Whether we can have a lasting peace or not depends upon whether we have advanced far enough to be capable of loyalty to a higher unit, not as a substitute for our old patriotism to our country, but in addition to it. Peace will come by the group consciousness rising from the national to the international unit. This cannot be done through the imagination alone but needs actual experiments in world union, or rather experiments first in the union of two or more nations. Men go round lecturing to kind-hearted audiences and say, “Can you not be loyal to something bigger than a nation?” And the kind-hearted audiences reply, “Certainly, we will now, at your very interesting suggestion, be loyal to a league of nations.” But this is only a wish on their part, its realization can never come by wishing but only by willing, and willing is a process, you have to put yourself in a certain place from which to will. We must, in other words, try experiments with a league of nations, and out of the actual life of that league will come loyalty to it. We are not ready for the life of the larger group because some teacher of ethics has taught us “to respect other men’s loyalties.” We are ready for it when our experience has incorporated into every tissue of our thought-life the knowledge that we need other men’s loyalties. Loyalty, therefore, is not the chickens running back to the coop, also it is not a sentiment which we decide arbitrarily to adopt, it is the outcome of a process, the process of belonging.

INFORMATION SHOWN:

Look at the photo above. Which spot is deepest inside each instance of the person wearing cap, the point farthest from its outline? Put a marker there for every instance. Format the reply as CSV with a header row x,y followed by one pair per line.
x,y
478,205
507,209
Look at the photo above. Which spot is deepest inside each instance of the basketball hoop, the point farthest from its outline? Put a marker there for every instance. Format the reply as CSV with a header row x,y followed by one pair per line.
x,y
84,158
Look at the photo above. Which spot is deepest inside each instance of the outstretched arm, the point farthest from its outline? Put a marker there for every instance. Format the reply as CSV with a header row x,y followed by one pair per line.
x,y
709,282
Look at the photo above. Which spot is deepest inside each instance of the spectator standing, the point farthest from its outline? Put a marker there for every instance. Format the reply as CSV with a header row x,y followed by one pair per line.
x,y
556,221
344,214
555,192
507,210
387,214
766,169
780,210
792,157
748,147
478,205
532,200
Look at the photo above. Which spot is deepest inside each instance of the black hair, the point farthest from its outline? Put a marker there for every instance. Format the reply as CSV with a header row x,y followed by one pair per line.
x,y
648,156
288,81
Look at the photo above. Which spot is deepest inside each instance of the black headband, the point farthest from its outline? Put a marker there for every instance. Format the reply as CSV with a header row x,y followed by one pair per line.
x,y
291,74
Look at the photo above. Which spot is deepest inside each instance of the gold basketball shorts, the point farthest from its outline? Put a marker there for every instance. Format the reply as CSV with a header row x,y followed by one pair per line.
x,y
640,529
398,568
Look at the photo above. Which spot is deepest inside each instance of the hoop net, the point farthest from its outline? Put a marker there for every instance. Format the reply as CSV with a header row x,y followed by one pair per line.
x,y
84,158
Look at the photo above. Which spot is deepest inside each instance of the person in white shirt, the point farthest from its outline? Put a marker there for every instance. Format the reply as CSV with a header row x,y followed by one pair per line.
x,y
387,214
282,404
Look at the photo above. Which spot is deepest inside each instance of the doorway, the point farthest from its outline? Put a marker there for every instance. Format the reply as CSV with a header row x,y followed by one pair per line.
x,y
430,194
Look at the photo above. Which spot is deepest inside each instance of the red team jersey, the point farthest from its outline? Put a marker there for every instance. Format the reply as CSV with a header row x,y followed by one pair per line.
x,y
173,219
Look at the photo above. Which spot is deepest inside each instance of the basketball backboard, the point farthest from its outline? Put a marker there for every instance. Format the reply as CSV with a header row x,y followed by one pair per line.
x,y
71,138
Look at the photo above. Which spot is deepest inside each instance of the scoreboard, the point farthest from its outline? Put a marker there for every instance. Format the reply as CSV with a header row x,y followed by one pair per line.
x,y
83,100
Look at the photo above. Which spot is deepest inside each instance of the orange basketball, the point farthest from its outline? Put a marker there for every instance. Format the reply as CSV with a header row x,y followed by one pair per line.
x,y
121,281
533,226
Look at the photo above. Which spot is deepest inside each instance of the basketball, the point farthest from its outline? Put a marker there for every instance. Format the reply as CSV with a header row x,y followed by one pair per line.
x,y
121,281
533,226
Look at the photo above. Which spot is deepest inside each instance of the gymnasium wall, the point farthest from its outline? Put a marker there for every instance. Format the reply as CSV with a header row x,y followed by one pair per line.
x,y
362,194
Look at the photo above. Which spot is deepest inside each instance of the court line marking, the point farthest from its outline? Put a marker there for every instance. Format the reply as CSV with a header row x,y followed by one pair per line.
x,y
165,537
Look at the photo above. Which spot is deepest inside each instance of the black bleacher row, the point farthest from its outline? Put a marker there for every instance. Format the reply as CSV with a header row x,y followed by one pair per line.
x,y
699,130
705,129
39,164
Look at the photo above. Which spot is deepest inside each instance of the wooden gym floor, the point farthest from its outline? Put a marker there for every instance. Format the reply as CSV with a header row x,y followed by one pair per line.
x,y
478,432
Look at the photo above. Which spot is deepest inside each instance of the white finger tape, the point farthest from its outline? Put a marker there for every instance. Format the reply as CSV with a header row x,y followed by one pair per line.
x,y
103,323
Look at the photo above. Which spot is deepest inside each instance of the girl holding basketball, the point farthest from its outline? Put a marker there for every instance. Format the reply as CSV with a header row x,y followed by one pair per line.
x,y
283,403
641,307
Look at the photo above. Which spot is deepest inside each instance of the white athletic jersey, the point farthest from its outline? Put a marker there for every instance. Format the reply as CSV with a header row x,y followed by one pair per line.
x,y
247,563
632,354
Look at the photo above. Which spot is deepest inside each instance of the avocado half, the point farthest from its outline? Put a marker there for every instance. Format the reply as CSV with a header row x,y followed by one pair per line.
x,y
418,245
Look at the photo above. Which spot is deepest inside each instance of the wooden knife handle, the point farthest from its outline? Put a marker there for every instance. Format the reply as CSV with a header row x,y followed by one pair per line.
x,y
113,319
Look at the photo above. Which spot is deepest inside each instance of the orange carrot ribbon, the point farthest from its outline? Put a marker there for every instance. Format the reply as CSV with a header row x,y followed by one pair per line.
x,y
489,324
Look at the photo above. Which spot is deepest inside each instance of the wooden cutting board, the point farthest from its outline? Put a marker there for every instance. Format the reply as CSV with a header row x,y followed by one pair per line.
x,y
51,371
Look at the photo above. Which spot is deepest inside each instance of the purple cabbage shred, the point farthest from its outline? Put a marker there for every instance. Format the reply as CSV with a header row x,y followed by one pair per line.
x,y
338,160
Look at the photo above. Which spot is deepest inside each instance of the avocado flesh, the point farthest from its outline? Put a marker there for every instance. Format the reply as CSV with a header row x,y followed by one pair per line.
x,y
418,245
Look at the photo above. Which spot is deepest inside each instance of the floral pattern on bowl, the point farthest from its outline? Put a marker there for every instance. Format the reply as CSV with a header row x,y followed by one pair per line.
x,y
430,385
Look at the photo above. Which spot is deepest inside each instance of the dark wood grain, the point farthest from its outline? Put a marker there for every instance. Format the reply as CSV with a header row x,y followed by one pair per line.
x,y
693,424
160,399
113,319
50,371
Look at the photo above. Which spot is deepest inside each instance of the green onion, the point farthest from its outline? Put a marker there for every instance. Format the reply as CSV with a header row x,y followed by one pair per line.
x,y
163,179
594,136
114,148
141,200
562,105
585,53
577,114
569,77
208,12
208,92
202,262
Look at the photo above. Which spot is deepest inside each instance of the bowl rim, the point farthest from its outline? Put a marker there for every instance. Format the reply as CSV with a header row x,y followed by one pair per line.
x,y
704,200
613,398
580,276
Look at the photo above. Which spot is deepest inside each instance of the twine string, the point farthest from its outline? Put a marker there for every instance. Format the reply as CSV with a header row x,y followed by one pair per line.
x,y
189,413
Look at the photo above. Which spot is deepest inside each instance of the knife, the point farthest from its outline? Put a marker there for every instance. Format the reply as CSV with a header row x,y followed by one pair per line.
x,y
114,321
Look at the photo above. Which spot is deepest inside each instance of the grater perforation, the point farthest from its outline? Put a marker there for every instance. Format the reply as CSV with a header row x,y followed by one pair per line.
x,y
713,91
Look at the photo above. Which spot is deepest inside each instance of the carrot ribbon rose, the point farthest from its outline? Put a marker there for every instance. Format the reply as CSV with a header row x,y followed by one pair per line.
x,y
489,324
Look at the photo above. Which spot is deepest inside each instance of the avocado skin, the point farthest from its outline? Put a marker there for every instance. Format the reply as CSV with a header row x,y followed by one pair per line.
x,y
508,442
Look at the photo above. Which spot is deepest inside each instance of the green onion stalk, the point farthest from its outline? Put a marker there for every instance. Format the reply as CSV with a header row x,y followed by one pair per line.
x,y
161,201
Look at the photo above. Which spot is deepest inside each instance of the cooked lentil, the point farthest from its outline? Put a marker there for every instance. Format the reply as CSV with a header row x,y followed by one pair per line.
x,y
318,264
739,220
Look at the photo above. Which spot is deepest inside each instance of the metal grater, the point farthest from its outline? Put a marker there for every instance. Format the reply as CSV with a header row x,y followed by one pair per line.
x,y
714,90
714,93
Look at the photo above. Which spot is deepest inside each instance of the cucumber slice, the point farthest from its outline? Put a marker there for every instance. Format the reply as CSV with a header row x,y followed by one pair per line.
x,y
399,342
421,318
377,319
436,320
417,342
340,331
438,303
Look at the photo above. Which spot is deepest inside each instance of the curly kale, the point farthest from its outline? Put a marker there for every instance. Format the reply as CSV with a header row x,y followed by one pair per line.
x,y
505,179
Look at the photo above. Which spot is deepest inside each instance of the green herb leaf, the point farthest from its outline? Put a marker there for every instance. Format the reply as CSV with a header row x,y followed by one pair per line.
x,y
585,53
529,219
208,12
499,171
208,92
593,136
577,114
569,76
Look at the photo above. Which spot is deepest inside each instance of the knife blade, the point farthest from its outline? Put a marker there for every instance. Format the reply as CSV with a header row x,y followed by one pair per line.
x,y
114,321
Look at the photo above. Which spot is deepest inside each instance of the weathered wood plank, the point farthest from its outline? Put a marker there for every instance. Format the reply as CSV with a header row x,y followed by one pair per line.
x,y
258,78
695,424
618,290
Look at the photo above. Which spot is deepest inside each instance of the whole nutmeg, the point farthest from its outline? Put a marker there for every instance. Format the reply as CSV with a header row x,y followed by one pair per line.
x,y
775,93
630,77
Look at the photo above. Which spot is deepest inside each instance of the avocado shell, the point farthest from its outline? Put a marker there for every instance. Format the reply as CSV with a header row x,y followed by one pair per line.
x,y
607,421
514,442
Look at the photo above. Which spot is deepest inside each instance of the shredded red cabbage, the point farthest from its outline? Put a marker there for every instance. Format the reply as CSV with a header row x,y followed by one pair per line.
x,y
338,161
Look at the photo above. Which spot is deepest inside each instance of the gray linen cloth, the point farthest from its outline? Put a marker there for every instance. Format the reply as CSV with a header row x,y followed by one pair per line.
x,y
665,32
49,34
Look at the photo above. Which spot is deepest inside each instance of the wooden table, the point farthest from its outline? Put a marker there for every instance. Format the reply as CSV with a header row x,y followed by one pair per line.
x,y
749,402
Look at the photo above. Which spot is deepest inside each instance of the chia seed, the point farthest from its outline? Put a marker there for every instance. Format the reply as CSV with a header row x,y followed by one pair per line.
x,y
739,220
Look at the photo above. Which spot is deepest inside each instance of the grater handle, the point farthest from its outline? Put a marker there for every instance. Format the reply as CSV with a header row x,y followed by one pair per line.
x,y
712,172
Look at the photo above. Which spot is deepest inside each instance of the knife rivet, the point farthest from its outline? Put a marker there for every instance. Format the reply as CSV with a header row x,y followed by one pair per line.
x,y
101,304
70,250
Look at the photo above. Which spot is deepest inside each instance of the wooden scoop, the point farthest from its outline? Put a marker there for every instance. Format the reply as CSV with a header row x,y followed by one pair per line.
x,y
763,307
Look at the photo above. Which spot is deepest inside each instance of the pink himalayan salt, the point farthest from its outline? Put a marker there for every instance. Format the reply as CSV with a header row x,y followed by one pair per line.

ACTIVITY: Summarize the passage on loyalty and lasting peace in two sentences.

REPLY: A lasting peace depends on whether people can be loyal to a higher, international unit in addition to their old patriotism. Such loyalty cannot come from imagination or wishing but only from actual experiments in the union of nations, because loyalty is the outcome of a process, the process of belonging.